→ To do
Edit the part that opens with the line containing "[trace] <item>bare deciduous tree</item>" and closes with the line containing "683 508 L 745" by changing "deciduous" to "leafless" throughout, and leave everything else unchanged.

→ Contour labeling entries
• • • •

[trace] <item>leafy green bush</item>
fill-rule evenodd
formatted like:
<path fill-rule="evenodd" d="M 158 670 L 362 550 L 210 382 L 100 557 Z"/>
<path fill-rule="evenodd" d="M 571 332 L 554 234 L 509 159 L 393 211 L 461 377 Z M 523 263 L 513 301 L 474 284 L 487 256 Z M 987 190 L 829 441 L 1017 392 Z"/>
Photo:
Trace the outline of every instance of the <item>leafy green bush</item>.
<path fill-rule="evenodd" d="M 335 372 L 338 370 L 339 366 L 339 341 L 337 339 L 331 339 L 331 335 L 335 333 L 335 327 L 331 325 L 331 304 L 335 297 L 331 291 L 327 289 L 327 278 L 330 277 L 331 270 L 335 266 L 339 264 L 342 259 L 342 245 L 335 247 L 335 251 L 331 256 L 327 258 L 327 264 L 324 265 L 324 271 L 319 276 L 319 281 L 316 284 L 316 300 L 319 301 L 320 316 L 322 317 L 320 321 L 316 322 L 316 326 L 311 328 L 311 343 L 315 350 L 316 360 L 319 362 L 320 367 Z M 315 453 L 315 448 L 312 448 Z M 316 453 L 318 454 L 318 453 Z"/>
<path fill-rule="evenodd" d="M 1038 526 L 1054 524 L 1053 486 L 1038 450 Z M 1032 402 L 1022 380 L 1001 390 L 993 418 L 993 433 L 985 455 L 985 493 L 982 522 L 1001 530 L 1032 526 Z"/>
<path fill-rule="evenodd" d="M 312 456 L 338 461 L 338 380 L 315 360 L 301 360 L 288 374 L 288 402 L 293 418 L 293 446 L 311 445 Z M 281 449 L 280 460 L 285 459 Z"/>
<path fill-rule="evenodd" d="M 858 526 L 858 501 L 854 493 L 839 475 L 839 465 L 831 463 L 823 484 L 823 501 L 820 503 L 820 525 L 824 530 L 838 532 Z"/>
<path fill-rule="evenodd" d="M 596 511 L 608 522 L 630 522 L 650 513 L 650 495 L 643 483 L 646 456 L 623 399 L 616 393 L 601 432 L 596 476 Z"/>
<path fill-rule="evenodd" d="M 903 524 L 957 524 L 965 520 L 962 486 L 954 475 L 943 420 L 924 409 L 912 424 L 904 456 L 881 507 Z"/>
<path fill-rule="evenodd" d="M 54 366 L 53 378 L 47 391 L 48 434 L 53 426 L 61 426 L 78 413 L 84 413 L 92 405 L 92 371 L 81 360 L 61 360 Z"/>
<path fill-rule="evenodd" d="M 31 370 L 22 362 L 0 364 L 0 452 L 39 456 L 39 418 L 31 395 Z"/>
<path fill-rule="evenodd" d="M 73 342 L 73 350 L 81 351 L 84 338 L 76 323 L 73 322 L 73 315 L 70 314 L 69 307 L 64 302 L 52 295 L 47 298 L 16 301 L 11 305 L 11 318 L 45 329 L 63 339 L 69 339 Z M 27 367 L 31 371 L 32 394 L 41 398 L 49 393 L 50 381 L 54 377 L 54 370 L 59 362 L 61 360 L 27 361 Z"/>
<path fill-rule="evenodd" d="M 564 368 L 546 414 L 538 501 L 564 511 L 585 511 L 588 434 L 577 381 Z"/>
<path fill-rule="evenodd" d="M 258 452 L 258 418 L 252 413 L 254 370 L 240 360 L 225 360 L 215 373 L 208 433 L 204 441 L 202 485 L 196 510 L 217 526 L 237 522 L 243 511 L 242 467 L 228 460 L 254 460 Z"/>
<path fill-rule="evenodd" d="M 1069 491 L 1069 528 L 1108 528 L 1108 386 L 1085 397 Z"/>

• • • •

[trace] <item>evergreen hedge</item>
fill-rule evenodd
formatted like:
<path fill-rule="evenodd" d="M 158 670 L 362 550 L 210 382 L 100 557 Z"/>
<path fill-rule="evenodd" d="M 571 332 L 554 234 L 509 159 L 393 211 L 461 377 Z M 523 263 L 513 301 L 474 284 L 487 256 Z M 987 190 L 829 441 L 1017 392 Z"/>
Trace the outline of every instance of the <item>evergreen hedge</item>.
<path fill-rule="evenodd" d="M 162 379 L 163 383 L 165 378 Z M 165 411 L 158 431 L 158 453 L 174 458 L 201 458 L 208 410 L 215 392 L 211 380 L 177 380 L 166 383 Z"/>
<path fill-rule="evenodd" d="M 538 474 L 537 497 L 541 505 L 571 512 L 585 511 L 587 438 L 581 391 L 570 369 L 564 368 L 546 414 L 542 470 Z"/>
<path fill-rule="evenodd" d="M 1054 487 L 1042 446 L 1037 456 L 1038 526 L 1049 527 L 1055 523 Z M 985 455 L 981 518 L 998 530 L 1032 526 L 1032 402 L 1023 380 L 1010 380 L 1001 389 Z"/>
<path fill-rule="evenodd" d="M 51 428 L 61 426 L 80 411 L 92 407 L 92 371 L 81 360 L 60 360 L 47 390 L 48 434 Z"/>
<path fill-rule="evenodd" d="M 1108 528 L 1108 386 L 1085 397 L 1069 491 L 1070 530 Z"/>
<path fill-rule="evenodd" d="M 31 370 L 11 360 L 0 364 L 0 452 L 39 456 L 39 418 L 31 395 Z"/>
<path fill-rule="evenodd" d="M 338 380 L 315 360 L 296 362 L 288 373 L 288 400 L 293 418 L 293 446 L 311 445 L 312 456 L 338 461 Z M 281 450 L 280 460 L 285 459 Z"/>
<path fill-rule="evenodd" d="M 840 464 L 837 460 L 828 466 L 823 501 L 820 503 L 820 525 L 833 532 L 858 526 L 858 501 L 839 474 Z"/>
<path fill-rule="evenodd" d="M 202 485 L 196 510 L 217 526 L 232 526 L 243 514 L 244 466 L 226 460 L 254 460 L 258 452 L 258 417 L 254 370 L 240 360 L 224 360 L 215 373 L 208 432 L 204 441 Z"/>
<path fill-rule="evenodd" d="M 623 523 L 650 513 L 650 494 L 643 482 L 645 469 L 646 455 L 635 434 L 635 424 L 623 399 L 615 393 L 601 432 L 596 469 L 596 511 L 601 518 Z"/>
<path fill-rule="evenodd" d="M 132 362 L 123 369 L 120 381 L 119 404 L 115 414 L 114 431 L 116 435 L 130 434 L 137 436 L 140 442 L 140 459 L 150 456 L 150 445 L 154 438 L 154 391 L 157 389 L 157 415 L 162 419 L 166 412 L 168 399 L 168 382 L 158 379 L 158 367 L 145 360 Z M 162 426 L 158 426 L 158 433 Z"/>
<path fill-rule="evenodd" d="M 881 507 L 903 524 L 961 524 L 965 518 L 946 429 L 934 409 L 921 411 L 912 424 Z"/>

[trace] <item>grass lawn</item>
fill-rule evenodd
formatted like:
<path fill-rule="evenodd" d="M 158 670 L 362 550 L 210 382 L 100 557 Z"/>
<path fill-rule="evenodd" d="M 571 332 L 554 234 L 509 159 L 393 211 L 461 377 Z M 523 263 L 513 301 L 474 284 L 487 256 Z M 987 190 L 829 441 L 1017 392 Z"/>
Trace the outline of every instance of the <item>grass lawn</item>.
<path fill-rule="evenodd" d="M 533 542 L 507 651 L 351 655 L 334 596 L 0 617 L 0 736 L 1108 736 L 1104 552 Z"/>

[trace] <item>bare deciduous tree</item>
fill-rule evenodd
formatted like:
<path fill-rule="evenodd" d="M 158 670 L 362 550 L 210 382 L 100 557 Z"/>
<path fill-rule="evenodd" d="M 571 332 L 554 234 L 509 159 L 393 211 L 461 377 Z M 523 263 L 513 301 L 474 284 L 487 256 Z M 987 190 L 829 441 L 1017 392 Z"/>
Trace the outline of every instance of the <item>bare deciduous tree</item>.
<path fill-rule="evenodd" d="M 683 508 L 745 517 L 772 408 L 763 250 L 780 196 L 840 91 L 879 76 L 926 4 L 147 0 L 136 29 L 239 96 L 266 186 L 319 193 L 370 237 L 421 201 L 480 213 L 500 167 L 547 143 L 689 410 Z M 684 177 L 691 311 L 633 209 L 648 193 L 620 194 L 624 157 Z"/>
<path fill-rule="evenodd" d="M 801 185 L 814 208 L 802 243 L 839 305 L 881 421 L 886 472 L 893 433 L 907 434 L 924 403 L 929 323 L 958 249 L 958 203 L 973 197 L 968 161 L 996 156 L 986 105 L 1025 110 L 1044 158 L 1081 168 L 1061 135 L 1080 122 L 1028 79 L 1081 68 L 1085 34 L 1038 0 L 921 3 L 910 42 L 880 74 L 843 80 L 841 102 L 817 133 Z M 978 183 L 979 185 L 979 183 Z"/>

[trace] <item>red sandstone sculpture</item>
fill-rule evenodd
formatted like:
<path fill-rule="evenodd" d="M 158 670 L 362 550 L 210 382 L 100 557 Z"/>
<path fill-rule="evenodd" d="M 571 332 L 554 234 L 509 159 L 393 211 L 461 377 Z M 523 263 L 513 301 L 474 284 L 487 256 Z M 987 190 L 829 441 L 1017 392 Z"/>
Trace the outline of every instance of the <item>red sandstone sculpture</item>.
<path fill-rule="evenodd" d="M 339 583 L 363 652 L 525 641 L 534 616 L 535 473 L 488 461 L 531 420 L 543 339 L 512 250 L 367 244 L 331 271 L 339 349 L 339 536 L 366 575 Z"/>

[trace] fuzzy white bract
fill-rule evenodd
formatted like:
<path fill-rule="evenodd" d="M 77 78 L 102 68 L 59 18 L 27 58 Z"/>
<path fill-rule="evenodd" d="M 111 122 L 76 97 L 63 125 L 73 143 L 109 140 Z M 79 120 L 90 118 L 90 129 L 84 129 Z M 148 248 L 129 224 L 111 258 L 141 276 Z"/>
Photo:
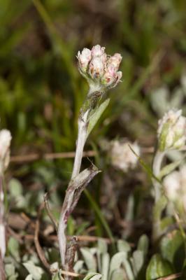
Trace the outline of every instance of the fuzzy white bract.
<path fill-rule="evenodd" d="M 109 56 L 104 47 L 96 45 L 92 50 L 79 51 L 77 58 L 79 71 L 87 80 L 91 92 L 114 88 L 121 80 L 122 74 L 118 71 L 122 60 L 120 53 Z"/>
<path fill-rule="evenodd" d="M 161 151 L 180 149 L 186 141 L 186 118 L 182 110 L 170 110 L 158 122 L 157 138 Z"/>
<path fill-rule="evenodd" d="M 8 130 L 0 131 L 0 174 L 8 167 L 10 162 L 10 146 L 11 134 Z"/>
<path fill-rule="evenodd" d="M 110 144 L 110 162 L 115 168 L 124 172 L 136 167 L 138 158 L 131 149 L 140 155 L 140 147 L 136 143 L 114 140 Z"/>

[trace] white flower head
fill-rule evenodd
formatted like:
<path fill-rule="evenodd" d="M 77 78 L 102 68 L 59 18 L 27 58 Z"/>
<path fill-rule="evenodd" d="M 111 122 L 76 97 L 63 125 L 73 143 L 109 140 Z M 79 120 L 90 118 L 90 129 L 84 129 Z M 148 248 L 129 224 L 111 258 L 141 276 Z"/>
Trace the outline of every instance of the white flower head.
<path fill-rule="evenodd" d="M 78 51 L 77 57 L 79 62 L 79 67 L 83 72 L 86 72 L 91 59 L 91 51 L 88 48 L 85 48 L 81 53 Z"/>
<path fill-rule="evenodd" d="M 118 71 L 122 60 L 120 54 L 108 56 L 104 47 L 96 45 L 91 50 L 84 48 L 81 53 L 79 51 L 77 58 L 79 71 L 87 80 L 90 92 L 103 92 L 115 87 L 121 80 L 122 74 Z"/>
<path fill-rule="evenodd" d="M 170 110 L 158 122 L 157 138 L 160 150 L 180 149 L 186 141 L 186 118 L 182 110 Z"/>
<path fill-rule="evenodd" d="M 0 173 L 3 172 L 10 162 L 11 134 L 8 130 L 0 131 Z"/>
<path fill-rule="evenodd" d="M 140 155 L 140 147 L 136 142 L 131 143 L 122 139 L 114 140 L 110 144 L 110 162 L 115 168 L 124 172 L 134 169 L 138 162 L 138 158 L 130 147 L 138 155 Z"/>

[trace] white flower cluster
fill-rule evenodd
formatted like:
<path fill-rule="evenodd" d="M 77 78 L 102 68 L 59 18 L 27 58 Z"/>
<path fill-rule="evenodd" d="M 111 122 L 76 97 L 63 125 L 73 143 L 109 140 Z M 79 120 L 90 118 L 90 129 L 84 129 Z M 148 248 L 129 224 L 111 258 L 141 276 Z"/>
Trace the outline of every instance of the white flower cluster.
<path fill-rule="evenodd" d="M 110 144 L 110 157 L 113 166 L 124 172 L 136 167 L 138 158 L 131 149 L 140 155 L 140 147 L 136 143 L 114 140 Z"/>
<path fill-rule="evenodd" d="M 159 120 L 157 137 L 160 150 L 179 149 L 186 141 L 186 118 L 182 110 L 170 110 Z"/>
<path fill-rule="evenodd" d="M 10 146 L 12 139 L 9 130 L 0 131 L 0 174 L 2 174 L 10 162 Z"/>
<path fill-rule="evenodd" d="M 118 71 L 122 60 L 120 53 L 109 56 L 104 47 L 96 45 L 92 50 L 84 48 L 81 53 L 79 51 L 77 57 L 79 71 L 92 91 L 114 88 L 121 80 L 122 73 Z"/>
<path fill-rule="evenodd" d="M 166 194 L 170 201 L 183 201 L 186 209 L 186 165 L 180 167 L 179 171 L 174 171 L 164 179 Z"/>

• • • •

→ Answer to this exercise
[trace] <item>bare leafless tree</item>
fill-rule evenodd
formatted like:
<path fill-rule="evenodd" d="M 158 670 L 362 550 L 210 382 L 100 557 Z"/>
<path fill-rule="evenodd" d="M 571 332 L 554 234 L 509 159 L 393 211 L 461 377 Z M 523 263 L 513 301 L 474 284 L 487 256 Z M 987 190 L 829 441 L 1017 392 Z"/>
Trace the outline of every instance of the <item>bare leafless tree</item>.
<path fill-rule="evenodd" d="M 683 508 L 745 517 L 772 408 L 763 250 L 780 196 L 840 91 L 879 76 L 926 4 L 147 0 L 136 29 L 239 96 L 266 186 L 319 193 L 370 237 L 421 201 L 480 213 L 500 167 L 547 143 L 689 410 Z M 684 177 L 691 311 L 633 209 L 648 193 L 620 194 L 624 157 Z"/>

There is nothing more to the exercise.